- [Page excerpt]
=== Section Start ===

Also in the morning, Sister Marie Thérèse and a helper prepare the midday meal — the sisters’ largest of the day. Each sister is assigned to cook for the community for six months or a year. The sisters depend entirely on food donations, largely provided through the local parish.

While not fully cloistered because of the limitations of their current monastery, the Poor Clares spend much of their day in prayer and contemplation. Courtesy photo

“People here provide our groceries,” Mother Dolores Marie said. “They’re very generous, so we just cook with whatever they bring us. We try to keep it simple.”

As the cook, Sister Marie Thérèse said she’s learned to be creative. “Sometimes you don’t know what’s going to come, or you may not have something you think you need for a while, or you may have all kinds of treats and things people think of to bring us,” she said. “It’s been so special to live off his divine providence. ... It keeps you very thankful.”

During free time after lunch, the sisters will read, do crafts, walk or even play basketball.

“Believe it or not, we’ll play basketball if we have the chance,” Mother Dolores Marie said. “The sisters love basketball. And we’re in the full habit in whatever we do, including basketball and gardening.”

Aside from their work, during the day the sisters may have guests, including seminarians, in their small parlor. Priests and seminarians “find such strength in knowing that we’re here and our whole life is dedicated to prayer,” Mother Dolores Marie said.

The six sisters of the Poor Clares of Perpetual Adoration pose by a statue of the Blessed Mother. Courtesy photo

At 3 p.m., the community returns to the chapel for the Liturgy of the Hours, the Divine Mercy Chaplet and personal prayer. One sister is assigned each week to pray and sacrifice especially for priests, dedicating the 3 p.m. hour of mercy to praying for their causes. Prayer on Thursdays is dedicated to the bishop.

The order’s devotion to the priesthood dates back to its foundress but has more recently become a calling within a calling for the Charlotte sisters since they studied the Congregation for the Clergy’s 2007 document addressing the priestly scandals, “Eucharistic Adoration for the Sanctification of the Priesthood and Spiritual Maternity.”

“We’re the hidden foundation of others who are the face of the Church.”— Mother Dolores Marie

Giving God thanks

After an hour of study and reading, followed by Evening Prayer and dinner, the sisters may have more free time or a lesson. “Grand silence” begins after 8 p.m. Night Prayer and the day ends at about 10 p.m.

=== Section End ===

- [Prompt]
Please resume the piece on the Poor Clares' daily life in Charlotte, writing on from its final sentence.

- [Data provided]
=== Section Start ===

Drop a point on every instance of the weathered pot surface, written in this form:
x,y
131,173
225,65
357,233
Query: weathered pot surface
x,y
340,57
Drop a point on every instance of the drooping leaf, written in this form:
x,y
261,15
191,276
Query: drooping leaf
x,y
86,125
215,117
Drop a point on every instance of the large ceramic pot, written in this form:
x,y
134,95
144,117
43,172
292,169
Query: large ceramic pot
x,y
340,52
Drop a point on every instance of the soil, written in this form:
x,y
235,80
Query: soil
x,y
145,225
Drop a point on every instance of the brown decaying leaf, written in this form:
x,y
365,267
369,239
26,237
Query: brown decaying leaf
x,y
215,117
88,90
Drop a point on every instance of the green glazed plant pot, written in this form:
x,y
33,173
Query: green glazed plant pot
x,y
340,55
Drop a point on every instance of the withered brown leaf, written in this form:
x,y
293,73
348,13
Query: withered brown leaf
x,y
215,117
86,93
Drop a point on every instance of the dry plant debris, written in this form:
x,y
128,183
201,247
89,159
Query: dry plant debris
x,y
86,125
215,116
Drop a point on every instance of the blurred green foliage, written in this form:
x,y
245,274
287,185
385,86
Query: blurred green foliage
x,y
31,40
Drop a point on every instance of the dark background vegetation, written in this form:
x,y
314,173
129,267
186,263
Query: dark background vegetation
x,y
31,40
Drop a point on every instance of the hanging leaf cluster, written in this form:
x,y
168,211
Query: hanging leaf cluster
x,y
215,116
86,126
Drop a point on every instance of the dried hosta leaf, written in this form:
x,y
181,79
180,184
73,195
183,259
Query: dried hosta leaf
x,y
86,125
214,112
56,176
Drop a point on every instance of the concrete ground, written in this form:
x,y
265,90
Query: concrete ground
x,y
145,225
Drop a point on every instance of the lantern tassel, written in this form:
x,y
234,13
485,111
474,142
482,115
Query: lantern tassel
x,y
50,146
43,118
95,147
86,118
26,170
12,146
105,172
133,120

=== Section End ===

- [Expected output]
Structure in their day keeps the sisters focused on Christ, Sister Marie Thérèse said. “When the bell rings, we know it’s time to go, and we’re doing it all together,” she said. “It kind of keeps everything ordered and reminds you of what’s most important. Even in the cloister, you’re tempted to get caught up in what you’re doing, get distracted. The schedule is there to remind us, always pulling us back: Christ is first; he’s the center.”

The Poor Clares of Perpetual Adoration in Charlotte, N.C., pray outside. Courtesy photo

Living away from the world, sometimes the sisters receive the consolation of knowing their prayers were answered, but the emphasis is always on the Lord, Sister Marie Thérèse said.

“He’ll always plant a seed right in the moment when it’s perfect timing, and you realize it day-to-day.

“It’s a huge thing that he can do with prayer. Your own faithfulness, your own devotion, living your life to the full with integrity — that does make a difference,” she said. “It happens in all different ways.”

From their hidden foundation of prayer, the sisters hope to soon lay the groundwork for their new monastery, which will enable them live their life of solitude, as they also welcome the laity and clergy to pray and participate in the liturgy with them from behind the grille.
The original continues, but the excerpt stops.